The concept looks to be established but not yet picked up by anyone with any clout. They've received some glowy coverage from leading nerdlinger publishers but no commercial offers. And I don't know if they will - the whole concept seems pretty threatening to established media players and too geeky for the scale demanded by car manufacturers. But maybe it'll emerge organically as another component of the everyone's-a-producer-and-everyone's-a-consumer-all-the-time paradigm.
Also, apparently, Canadians are the number one file sharers in the world. Who knew? Good on us.
The problem with everyone publishing to the web is that there is now never enough time to get through all the really great writing out there. Case in point: purse lip square jaw the blog of Anne Galloway, a graduate student at Carleton University in Ottawa, and a collector and interpreter of some of the most interesting stories online.
Her latest post to really get me is a pointer to an essay by Felix Stalder, entitled The Stuff of Culture, and it is the best single articulation I've read of the changes currently roiling our culture; why everything seems so influxish and unsettled and insecure. If you're interested in how digital technology changes our world and the sense we can and do make of it, then just go, read it, now.
And the essay is not just for nerdlingers either. It's for anyone who wants to understand how our present fits into a larger historical context of cultural remembrance. We're all part of culture - passive or active, unconscious or conscious.
Historically, there have been two different approaches to culture. One approach to culture would be to characterize it as object-oriented, the other as exchange-oriented. The first treats culture as made out of discrete objects, existing more or less independently from one another, like chairs around a table, or books on a shelf. While such things can be arranged in relation to one another, their meaning and function remains the same regardless. One person can sit on one chair, no matter how many chairs there are in a room, or how they are arranged. The content of a book does not change when re-shelving it. The other view takes culture to be made out of continuous processes, in which one act feeds into the other, in an unbroken chain....

- [DATA FOR REVIEW]:

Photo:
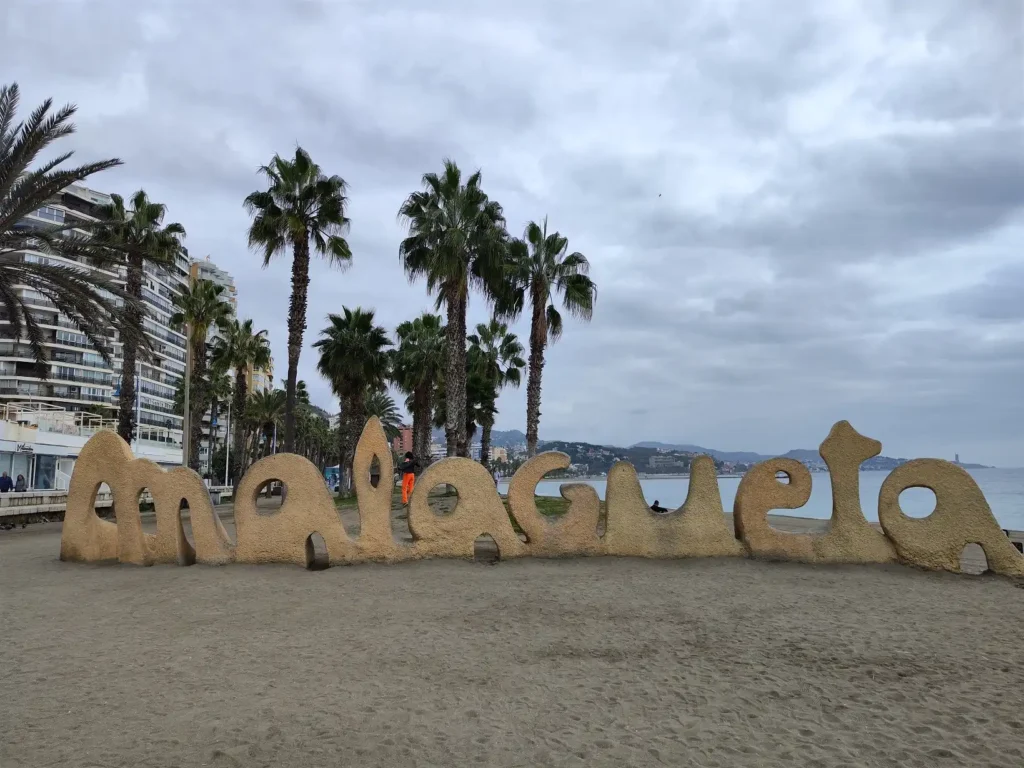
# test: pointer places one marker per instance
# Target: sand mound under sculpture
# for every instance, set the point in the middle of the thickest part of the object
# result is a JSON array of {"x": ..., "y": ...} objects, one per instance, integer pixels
[{"x": 698, "y": 528}]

- [REQUIREMENT]:
Rewrite the passage on digital culture, from "The problem with" down to "interesting stories online.", with "the web" changed to "the internet".

- [TASK SOLUTION]:
The problem with everyone publishing to the internet is that there is now never enough time to get through all the really great writing out there. Case in point: purse lip square jaw the blog of Anne Galloway, a graduate student at Carleton University in Ottawa, and a collector and interpreter of some of the most interesting stories online.